------ ENTRIES SHOWN ------

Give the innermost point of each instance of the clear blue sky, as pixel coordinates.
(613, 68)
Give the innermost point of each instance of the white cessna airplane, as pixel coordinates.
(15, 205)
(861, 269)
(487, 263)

------

▶ _TASK_:
Copy every line of the data above word for word.

▶ _THE SOLUTION_:
Give the innermost point of each instance of the clear blue sky, as pixel coordinates.
(613, 68)
Give the innermost point of each instance of the white cessna airplane, as pixel coordinates.
(15, 205)
(861, 269)
(487, 263)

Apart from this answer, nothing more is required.